### [Exercise instructions]
1. Answer these questions using the appeal judgment, one answer per line, marked the same way:
(a) Which court decided not to commute the sentence of imprisonment to home detention?
(b) What is the maximum penalty for the charge?
(c) What sentence replaced the 15 months' imprisonment?
2. Continue the court judgment from the point where it stops.

Last Updated: 15 June 2017

IN THE COURT OF APPEAL OF NEW ZEALAND
BETWEEN
Applicant
AND
Respondent
Hearing:
31 May 2017
Court:
Harrison, Courtney and Simon France JJ
Counsel:
N P Chisnall for Appellant E J Hoskin for Respondent
Judgment:


JUDGMENT OF THE COURT

A The application for leave to bring a second appeal is granted.

  1. The appeal is allowed.
  1. The sentence of 15 months’ imprisonment is quashed.
  1. A sentence of four months’ home detention is substituted subject to the conditions set out in [27] and [28] of this judgment.

____________________________________________________________________

REASONS OF THE COURT

(Given by Simon France J)

Introduction

[1] Cody Mitchell applies under s 253 of the Criminal Procedure Act 2011 (the Act) for leave to bring a second appeal in relation to the decision of the Alexandra District Court not to commute a sentence of imprisonment to a sentence of home detention.[1] The charge was careless driving causing death while under the influence of alcohol.[2] The maximum penalty is three years’ imprisonment.[3] His first appeal was dismissed by Dunningham J in the High Court at Dunedin.[4]

Facts

[2] Late one evening, after an extended period of drinking, four friends decided to ride a quad bike back along the streets of Cromwell to a party. Mr Mitchell was the driver. Two friends sat on each of the rear wheel bumpers and the other was positioned in between them. The quad bike was travelling slowly.

### [Recorded data]
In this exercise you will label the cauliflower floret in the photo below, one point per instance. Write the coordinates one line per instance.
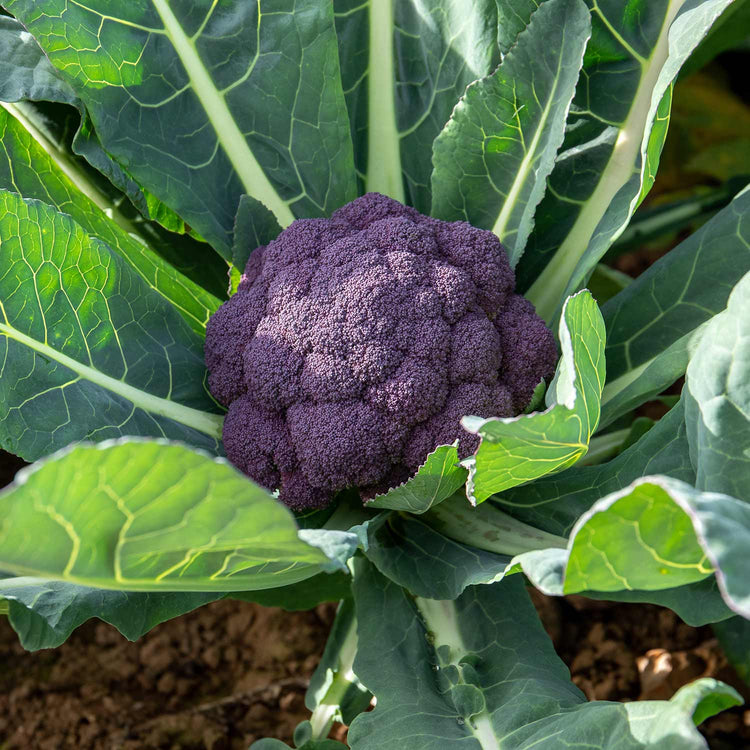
(355, 344)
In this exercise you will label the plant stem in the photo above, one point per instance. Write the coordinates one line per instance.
(327, 709)
(604, 446)
(487, 527)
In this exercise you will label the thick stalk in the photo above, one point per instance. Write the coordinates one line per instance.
(487, 527)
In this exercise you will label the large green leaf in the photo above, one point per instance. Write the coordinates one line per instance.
(44, 612)
(204, 102)
(404, 64)
(140, 516)
(33, 167)
(87, 350)
(609, 153)
(493, 157)
(717, 400)
(480, 672)
(654, 323)
(520, 449)
(657, 533)
(437, 479)
(555, 503)
(27, 74)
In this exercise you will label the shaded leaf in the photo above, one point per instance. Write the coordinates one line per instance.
(33, 167)
(520, 449)
(609, 154)
(137, 515)
(45, 612)
(493, 157)
(87, 350)
(655, 322)
(404, 65)
(717, 400)
(199, 110)
(481, 672)
(437, 479)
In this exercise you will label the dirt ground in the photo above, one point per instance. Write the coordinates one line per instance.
(232, 672)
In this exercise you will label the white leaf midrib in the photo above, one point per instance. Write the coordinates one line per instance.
(205, 422)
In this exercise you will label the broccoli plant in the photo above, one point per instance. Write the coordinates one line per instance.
(383, 322)
(259, 338)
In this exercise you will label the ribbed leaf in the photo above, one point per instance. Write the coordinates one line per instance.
(493, 157)
(520, 449)
(481, 672)
(657, 533)
(609, 154)
(44, 612)
(717, 400)
(48, 175)
(87, 350)
(405, 63)
(655, 322)
(204, 102)
(437, 479)
(141, 516)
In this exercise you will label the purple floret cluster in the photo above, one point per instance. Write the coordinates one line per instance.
(355, 344)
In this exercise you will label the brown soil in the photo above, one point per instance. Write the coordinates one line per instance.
(232, 672)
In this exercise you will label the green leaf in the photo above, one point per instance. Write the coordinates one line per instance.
(653, 324)
(139, 515)
(437, 479)
(705, 698)
(729, 31)
(44, 612)
(27, 74)
(404, 64)
(481, 672)
(412, 553)
(717, 399)
(334, 691)
(609, 154)
(657, 533)
(493, 157)
(32, 166)
(734, 637)
(254, 226)
(87, 350)
(204, 104)
(513, 18)
(307, 594)
(520, 449)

### [Exercise responses]
1.
(a) The Alexandra District Court.
(b) Three years' imprisonment.
(c) Four months' home detention.

2.
[3] Tragically a little way into the journey the friend in the middle fell off. This was not immediately noticed by the other three but as soon as it was they returned and found him. The friend was lying prone on the road. He had a cut to the back of his head and had vomited. The latter event was assumed by the others to be associated with intoxication.
[4] The friend was driven back on the quad bike to his address and left in the care of a sober person living there. Before departing for the party the other three had taken some time to look after their friend and put him to bed. However, the person caring for the victim became concerned for his wellbeing and rang an ambulance. Tragically the young man had suffered a serious head injury from which he never recovered. He eventually passed away several days later.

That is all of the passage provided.